** Start **

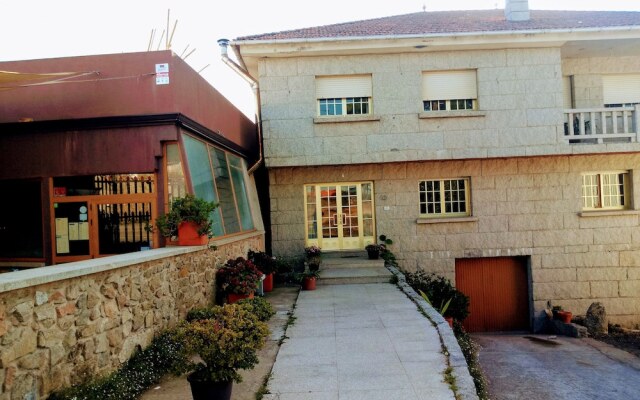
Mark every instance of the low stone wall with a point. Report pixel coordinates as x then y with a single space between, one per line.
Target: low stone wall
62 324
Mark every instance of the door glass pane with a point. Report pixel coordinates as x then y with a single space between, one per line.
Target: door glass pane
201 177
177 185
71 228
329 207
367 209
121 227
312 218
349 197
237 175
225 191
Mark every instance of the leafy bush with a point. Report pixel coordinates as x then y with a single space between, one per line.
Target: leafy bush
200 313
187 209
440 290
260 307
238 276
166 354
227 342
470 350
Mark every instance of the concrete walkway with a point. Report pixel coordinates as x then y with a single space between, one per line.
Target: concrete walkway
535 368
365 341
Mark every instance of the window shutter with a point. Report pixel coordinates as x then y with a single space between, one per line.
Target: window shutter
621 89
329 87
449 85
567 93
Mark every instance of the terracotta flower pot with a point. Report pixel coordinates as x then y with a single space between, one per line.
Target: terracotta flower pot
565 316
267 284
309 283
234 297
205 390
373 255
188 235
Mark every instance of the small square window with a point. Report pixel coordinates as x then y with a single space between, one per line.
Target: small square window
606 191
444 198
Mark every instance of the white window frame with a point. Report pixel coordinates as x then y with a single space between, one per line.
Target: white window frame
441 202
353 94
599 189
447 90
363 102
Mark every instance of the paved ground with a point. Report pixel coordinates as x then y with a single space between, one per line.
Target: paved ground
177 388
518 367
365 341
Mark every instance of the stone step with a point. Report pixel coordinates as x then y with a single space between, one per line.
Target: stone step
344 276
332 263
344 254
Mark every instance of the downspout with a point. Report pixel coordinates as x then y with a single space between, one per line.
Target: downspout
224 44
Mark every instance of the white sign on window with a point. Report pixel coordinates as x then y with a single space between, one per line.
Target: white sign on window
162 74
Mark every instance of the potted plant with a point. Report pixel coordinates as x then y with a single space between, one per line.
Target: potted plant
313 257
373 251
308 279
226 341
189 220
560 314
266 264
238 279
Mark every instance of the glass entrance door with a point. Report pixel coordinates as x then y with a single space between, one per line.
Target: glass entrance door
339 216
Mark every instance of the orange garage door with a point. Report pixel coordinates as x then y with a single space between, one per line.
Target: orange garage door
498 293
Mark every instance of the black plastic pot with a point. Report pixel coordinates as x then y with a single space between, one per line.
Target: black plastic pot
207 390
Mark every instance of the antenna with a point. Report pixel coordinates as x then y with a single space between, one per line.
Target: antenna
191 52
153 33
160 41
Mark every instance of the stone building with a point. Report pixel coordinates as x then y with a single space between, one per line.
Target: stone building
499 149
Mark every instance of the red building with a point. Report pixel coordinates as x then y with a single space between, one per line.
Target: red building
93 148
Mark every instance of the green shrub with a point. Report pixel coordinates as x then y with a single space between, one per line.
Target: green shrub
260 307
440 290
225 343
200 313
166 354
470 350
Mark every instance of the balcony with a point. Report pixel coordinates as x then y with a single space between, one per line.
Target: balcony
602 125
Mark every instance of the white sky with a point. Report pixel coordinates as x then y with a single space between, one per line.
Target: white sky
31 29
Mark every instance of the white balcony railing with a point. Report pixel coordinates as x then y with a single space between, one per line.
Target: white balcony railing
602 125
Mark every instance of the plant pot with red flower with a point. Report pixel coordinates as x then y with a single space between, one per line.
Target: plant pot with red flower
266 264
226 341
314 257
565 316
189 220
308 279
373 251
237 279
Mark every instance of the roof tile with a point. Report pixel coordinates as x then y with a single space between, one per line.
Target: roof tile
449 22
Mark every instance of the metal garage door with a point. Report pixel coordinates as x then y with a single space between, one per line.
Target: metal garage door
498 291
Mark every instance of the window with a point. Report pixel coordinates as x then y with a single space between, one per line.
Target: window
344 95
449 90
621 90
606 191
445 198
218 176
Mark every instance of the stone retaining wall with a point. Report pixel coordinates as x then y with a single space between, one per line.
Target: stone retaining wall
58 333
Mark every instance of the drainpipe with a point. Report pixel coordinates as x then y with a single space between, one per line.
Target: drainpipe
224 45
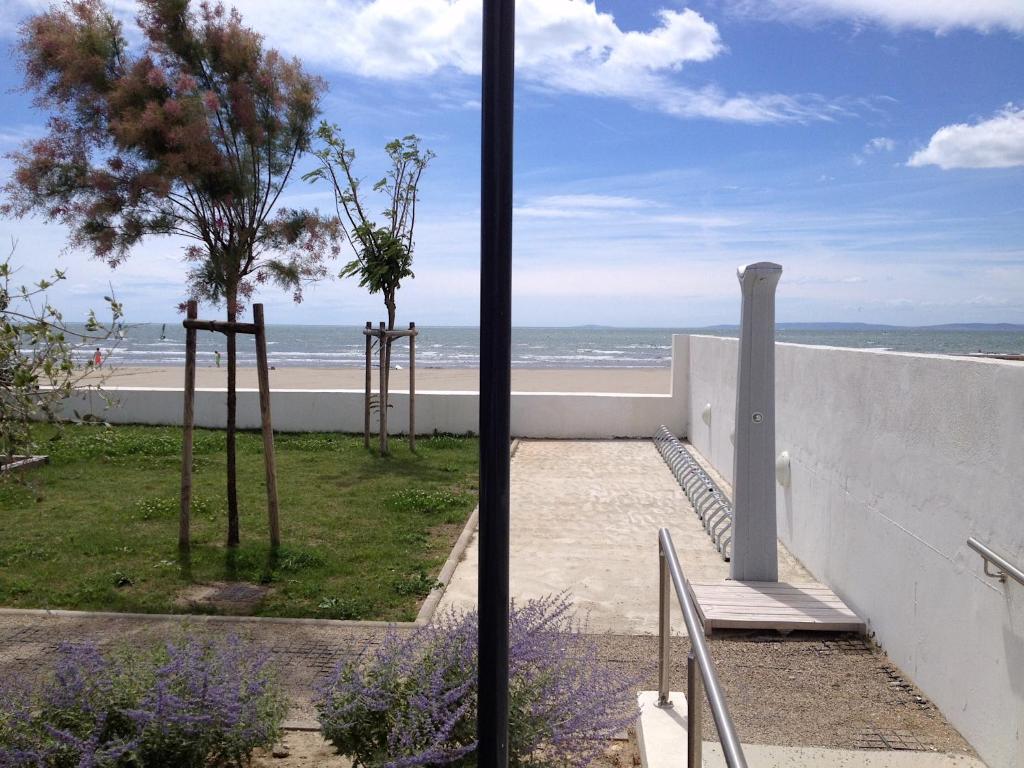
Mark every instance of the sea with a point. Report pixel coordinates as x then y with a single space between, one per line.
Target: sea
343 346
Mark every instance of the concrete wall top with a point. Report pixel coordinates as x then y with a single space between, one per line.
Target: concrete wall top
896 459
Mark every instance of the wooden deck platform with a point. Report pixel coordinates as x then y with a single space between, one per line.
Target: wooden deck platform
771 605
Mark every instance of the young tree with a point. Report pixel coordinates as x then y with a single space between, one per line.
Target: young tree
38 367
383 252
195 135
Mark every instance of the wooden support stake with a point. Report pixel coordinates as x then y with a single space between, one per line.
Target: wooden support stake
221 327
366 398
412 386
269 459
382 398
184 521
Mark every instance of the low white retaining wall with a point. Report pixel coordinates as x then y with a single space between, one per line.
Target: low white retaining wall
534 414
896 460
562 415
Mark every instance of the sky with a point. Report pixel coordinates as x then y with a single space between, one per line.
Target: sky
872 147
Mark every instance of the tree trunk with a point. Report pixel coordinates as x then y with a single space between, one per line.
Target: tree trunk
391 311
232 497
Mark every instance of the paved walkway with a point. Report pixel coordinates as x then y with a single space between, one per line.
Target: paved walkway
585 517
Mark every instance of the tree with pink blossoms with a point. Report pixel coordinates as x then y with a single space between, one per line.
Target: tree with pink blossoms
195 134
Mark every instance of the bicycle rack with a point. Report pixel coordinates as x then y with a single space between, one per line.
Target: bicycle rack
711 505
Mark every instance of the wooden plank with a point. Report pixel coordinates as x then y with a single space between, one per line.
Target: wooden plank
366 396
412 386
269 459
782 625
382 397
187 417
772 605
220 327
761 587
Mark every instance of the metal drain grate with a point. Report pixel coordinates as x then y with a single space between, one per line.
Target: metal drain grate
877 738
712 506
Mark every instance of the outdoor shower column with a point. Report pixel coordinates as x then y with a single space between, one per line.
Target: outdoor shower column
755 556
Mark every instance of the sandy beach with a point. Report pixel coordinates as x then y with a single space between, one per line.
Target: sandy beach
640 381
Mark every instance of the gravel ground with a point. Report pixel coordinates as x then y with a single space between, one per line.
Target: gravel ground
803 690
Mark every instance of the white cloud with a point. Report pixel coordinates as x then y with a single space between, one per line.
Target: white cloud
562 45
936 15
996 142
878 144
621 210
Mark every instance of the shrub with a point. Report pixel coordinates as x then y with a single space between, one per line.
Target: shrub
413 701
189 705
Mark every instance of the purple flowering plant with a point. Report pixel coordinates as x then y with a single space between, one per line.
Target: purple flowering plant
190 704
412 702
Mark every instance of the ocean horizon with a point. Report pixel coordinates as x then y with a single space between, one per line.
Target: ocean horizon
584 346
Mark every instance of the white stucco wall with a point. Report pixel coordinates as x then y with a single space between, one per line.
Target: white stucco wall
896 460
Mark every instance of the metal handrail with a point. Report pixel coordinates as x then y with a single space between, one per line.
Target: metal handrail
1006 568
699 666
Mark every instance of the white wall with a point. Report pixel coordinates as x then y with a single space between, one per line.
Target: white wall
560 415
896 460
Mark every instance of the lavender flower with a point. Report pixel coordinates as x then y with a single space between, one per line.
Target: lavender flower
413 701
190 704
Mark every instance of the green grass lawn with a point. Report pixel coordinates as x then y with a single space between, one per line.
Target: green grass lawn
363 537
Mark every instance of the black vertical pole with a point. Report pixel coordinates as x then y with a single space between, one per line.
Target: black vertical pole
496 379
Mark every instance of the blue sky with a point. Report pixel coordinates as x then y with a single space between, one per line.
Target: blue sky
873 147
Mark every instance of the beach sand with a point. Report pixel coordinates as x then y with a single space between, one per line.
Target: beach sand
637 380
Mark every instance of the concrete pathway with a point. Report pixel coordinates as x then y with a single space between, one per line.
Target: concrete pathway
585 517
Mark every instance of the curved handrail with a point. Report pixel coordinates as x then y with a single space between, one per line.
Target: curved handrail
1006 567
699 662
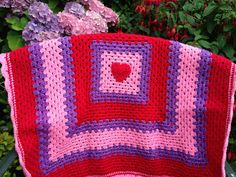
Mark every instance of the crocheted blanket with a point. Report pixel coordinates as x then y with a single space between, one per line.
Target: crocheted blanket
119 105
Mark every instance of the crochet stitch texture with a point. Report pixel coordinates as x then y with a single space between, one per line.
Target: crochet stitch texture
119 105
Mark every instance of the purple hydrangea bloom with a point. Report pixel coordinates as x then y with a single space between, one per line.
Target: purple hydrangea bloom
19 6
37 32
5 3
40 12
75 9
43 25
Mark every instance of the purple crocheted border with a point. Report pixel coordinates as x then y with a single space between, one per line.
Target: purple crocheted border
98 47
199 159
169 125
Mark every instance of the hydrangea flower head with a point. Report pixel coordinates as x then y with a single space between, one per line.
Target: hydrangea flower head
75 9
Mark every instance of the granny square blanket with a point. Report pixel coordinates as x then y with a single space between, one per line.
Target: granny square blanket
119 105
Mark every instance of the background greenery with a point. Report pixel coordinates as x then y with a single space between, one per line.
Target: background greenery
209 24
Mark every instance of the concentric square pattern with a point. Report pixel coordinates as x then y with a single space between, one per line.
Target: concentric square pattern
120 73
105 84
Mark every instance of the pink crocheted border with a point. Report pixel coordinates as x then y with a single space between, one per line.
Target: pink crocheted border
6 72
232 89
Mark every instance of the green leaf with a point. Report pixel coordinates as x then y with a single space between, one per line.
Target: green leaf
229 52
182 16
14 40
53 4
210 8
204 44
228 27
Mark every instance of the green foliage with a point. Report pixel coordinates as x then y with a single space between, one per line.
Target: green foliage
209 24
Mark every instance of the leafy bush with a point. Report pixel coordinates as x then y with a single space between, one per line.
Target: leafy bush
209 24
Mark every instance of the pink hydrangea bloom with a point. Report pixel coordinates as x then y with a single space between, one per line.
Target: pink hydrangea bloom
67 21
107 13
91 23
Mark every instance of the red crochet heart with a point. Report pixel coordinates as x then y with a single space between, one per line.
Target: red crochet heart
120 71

** End **

# [Exercise task]
Extract the closing run of lines, starting with the one containing "Mark every instance of the green leaf" and ending at the last, exactly as written.

# [Answer to this problem]
Mark every instance of the green leaf with a point. Report pixel coordinates as x then y with a single space between, one per line.
Target: green leaf
229 52
182 16
14 40
53 4
210 8
204 44
228 27
Mark every instance of the green foliage with a point. Report pixel coordinates as x then y with a single space between, one per line.
Target: green foliage
209 24
Mark every instance of the leafy bush with a point. Report pixel coordinates as x then y with a single space between, one per line.
Target: leafy bush
209 24
Mark every instance of the pink hydrangea bloom with a point. Report pixel coordinates as x then y with a single space between, one per line.
Target: pink hydrangea bloom
67 21
107 13
91 23
Mark every instance of the red crochet heart with a point. Report pixel coordinates as x then y with a single space between, one per line.
Target: red crochet heart
120 71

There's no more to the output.